§ **Required task**
Locate every line of the records below that contains the string "submerged" and copy each of those lines. Case counts.

· · ·

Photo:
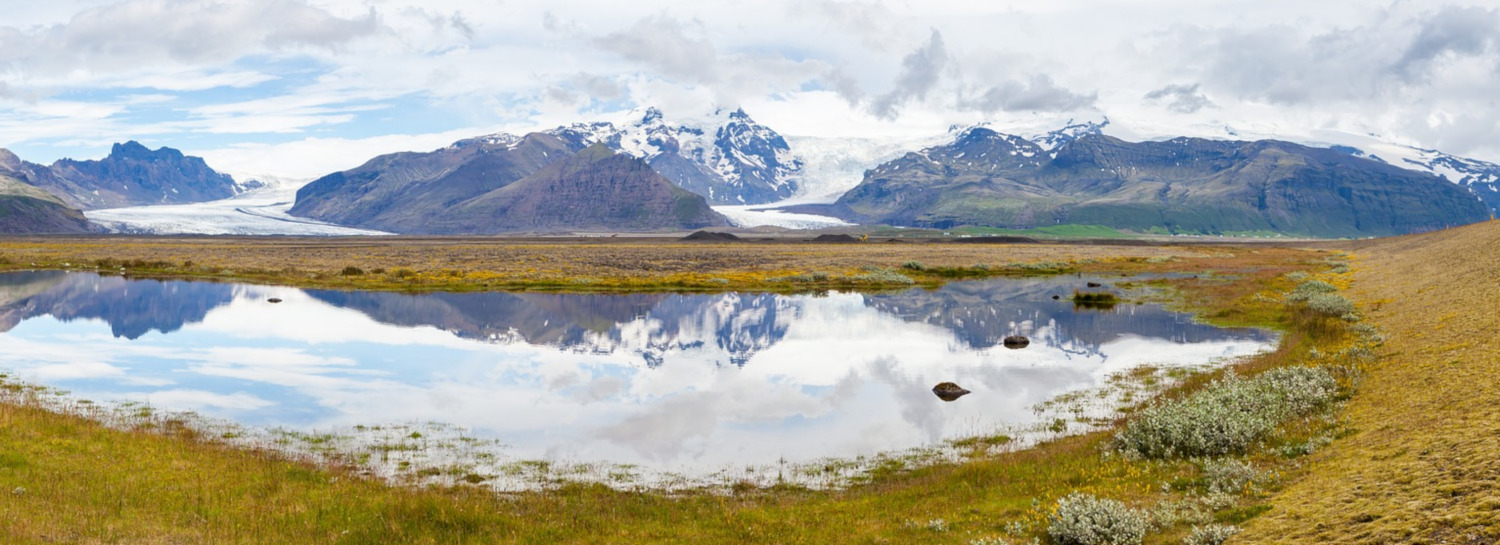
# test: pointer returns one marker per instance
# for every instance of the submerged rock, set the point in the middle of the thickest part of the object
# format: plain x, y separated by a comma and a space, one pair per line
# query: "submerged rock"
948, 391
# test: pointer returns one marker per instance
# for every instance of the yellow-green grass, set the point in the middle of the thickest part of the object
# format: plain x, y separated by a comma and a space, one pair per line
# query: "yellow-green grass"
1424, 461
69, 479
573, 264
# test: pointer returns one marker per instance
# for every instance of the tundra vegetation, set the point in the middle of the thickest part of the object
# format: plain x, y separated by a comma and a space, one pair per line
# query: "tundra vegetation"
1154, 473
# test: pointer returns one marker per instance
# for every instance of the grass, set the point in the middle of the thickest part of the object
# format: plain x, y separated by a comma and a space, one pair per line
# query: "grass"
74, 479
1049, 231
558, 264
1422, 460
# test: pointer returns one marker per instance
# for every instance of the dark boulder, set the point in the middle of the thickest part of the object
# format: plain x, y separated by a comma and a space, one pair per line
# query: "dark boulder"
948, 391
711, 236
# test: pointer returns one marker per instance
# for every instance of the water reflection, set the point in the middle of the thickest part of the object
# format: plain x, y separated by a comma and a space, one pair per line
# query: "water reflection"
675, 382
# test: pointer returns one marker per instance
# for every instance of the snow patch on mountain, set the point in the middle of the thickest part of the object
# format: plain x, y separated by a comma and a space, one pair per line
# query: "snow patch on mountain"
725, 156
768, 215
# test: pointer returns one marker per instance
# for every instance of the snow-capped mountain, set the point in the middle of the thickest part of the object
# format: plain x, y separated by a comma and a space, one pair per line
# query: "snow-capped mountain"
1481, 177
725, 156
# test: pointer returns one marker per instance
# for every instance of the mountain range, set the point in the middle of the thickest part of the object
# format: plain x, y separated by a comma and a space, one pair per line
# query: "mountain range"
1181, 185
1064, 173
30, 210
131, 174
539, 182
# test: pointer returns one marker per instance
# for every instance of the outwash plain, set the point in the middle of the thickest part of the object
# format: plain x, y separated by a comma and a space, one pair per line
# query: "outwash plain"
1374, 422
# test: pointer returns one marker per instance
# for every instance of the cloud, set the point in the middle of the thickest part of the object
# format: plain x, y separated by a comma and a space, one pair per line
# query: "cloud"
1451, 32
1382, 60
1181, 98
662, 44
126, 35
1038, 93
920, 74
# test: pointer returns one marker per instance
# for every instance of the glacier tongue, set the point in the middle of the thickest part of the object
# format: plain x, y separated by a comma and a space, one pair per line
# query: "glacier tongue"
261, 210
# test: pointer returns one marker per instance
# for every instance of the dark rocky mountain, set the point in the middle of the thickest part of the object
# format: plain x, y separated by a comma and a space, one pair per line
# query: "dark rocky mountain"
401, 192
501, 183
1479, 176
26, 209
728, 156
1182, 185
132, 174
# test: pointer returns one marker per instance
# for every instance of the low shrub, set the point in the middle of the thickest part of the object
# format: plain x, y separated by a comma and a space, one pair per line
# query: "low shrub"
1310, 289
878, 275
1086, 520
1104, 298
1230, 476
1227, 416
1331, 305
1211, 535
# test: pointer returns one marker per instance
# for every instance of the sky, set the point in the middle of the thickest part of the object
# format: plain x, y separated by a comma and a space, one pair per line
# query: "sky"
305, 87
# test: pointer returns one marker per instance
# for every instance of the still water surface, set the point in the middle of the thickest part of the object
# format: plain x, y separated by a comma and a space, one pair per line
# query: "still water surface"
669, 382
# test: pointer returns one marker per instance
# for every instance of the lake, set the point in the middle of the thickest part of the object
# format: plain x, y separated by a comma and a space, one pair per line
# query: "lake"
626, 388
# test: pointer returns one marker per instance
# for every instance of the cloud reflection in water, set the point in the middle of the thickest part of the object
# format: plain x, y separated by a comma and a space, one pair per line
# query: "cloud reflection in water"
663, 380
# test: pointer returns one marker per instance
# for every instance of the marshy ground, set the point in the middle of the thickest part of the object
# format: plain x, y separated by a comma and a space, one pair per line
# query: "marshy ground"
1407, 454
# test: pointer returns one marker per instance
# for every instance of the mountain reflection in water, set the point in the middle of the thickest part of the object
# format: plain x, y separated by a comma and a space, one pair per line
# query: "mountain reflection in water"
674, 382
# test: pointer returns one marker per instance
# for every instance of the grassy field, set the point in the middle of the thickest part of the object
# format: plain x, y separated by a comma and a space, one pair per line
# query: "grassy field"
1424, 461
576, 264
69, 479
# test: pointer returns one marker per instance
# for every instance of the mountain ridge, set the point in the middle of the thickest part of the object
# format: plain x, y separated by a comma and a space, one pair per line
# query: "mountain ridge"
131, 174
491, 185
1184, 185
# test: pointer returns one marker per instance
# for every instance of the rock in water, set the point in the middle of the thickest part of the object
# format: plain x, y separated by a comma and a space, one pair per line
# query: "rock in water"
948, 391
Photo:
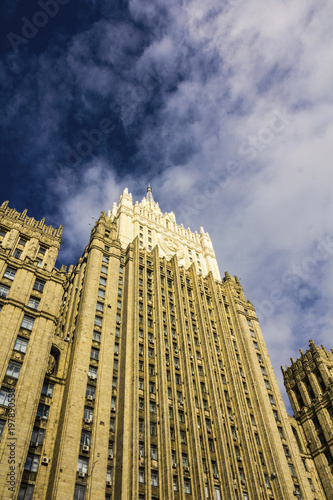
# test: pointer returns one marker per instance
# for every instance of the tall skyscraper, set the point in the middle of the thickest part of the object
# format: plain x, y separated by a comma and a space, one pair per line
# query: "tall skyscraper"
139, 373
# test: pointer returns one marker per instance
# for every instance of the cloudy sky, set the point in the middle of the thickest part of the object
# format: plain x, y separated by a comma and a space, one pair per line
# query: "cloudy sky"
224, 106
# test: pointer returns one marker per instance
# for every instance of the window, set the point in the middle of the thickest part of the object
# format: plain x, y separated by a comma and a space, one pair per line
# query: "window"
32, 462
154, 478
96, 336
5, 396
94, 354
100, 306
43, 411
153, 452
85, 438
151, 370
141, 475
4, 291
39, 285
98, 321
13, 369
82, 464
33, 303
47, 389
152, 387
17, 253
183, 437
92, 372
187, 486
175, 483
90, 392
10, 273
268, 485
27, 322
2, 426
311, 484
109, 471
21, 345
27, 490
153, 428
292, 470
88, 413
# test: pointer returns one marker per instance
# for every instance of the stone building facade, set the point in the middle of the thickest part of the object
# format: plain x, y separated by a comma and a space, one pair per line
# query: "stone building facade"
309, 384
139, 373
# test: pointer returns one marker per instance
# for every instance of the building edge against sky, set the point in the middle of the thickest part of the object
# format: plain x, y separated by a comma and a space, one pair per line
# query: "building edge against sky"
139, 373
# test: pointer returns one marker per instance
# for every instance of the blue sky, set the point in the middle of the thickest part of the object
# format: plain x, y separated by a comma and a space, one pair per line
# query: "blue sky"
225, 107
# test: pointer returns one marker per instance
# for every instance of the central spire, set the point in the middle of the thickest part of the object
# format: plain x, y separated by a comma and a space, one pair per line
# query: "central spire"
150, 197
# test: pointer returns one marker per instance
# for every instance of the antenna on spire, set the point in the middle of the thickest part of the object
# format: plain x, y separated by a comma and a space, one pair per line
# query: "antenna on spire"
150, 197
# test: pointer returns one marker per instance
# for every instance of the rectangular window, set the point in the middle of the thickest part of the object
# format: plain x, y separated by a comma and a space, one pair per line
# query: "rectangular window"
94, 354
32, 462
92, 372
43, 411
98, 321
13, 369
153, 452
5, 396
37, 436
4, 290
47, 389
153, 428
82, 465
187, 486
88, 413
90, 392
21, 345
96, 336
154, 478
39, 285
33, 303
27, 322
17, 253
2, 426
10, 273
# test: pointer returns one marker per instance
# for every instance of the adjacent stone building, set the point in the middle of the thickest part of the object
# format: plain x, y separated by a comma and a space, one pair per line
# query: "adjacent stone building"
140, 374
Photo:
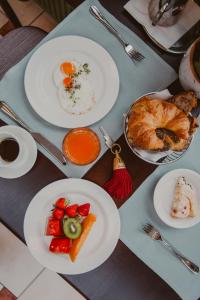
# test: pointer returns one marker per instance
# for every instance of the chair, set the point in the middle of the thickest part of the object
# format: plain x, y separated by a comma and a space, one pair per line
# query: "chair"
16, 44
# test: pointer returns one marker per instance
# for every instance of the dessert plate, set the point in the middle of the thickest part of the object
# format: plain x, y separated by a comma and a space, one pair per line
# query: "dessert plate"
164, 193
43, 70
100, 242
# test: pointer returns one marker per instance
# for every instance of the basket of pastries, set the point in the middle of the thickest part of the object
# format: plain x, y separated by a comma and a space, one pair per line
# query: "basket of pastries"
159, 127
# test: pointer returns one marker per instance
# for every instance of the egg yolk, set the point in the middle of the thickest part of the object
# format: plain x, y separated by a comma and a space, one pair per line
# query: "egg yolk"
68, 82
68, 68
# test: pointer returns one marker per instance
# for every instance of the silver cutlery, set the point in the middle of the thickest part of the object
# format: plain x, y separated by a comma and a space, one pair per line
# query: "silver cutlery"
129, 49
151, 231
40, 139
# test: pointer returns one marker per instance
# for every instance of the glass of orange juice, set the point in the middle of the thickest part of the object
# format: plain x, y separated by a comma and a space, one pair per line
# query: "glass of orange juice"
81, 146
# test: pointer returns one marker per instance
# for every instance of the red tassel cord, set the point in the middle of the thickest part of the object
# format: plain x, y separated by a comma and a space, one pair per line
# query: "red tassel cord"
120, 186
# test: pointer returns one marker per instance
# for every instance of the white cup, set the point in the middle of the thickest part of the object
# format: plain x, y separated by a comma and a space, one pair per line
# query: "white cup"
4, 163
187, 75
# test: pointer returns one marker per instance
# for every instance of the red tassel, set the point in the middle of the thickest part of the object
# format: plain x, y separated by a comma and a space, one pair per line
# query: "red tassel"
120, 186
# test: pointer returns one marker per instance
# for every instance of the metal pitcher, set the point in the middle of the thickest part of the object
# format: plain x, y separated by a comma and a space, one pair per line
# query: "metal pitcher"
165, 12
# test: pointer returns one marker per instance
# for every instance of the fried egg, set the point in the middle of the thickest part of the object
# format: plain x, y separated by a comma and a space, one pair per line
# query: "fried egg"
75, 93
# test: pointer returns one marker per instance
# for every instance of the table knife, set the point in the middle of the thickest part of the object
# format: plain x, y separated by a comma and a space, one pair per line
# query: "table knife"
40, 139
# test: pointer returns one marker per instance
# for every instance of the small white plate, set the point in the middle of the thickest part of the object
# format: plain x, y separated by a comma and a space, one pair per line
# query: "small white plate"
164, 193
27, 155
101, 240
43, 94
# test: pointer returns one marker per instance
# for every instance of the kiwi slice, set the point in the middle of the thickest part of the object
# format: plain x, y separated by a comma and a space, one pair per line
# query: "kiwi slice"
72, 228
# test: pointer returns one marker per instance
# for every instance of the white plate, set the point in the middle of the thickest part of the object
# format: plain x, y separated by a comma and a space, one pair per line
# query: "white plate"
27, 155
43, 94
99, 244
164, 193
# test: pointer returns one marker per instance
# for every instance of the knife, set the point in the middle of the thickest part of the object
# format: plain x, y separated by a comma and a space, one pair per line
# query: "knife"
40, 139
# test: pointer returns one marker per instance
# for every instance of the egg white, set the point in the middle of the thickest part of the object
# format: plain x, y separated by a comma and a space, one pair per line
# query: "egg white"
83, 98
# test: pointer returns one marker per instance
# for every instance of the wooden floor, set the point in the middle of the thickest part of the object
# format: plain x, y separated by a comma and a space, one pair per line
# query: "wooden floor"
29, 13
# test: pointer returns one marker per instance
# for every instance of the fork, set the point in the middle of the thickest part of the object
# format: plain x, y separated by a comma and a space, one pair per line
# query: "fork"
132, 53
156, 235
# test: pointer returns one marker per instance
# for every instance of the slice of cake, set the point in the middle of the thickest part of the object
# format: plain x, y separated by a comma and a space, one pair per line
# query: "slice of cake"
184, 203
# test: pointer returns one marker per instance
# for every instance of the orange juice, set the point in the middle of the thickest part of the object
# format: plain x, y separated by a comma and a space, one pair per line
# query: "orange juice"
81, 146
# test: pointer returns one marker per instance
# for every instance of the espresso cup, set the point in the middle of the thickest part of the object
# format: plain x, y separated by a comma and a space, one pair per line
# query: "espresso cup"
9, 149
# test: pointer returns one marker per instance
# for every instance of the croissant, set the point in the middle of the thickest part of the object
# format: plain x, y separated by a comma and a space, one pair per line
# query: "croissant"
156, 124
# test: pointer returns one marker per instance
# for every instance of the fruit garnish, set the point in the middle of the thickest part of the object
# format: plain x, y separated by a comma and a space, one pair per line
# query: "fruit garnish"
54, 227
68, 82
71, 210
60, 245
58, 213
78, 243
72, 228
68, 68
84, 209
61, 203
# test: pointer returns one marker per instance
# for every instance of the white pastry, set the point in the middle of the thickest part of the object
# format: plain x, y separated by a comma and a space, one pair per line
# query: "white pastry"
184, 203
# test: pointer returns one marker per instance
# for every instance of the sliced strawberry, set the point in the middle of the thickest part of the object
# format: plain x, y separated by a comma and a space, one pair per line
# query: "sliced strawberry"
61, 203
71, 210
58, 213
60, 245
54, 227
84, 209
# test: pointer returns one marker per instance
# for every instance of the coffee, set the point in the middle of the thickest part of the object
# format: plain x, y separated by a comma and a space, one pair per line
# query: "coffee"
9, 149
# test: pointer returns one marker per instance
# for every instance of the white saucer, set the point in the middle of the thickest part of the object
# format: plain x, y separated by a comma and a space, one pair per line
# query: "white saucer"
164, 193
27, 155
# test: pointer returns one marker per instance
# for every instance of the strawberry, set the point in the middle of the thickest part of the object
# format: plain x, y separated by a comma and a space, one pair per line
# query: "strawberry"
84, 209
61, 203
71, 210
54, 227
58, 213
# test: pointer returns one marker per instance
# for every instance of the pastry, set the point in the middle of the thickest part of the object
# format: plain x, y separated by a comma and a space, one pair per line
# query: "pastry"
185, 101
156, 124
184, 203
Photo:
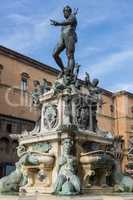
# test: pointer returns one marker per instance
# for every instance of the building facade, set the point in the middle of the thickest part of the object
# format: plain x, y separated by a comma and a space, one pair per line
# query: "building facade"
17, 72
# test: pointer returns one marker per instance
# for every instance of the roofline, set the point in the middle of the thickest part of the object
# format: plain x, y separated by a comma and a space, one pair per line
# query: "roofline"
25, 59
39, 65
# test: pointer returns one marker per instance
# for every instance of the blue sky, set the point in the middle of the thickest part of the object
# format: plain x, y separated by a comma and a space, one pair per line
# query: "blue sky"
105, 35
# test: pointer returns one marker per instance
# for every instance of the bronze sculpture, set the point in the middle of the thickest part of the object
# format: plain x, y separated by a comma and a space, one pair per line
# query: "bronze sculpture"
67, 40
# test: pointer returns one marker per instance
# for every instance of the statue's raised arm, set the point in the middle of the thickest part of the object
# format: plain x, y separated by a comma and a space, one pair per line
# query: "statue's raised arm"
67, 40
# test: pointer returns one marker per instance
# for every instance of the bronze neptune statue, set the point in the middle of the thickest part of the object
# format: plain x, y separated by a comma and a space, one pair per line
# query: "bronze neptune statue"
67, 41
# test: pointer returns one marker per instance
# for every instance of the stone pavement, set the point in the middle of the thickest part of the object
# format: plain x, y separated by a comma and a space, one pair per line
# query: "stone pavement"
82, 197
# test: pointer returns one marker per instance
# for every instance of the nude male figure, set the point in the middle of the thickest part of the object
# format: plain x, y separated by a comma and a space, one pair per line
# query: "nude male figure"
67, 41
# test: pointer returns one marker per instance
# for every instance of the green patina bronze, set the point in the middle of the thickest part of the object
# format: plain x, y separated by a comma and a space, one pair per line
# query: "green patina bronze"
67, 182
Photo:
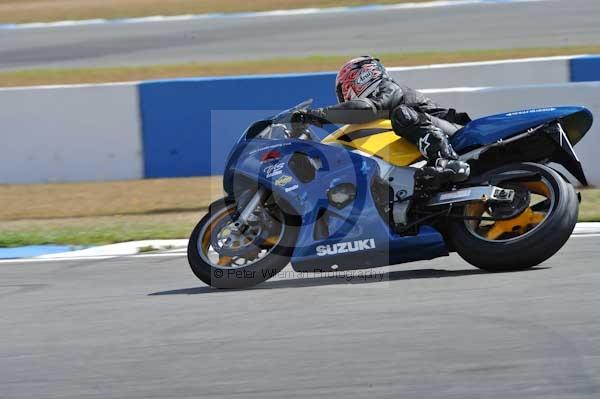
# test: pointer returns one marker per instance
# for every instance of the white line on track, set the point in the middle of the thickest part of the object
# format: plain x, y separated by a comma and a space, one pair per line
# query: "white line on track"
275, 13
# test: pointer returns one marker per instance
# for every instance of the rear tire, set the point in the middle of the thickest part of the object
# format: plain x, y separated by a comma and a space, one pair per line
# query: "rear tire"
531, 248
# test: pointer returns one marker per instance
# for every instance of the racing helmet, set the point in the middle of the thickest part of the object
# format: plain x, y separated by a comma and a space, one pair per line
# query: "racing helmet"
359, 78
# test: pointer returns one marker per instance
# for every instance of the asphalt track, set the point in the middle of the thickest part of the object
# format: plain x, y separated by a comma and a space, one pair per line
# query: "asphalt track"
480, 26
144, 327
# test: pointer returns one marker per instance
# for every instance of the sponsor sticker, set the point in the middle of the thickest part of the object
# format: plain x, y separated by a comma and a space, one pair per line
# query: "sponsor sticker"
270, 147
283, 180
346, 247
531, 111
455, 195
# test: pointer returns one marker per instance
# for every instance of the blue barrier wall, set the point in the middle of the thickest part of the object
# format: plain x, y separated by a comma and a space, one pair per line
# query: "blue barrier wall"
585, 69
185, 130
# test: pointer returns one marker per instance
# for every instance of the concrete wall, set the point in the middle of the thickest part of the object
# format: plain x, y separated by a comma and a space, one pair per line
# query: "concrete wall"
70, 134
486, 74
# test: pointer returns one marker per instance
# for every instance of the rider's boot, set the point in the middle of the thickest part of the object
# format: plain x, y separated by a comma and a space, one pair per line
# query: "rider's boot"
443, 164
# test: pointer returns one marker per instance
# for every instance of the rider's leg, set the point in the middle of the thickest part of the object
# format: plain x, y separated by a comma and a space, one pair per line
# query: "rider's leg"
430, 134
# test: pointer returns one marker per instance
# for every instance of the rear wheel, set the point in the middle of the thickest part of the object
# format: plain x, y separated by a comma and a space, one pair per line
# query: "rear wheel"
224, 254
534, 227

· · ·

§ **Response below**
# for every instance of the submerged rock, set the point in the middle of the thickest part of the object
# query: "submerged rock"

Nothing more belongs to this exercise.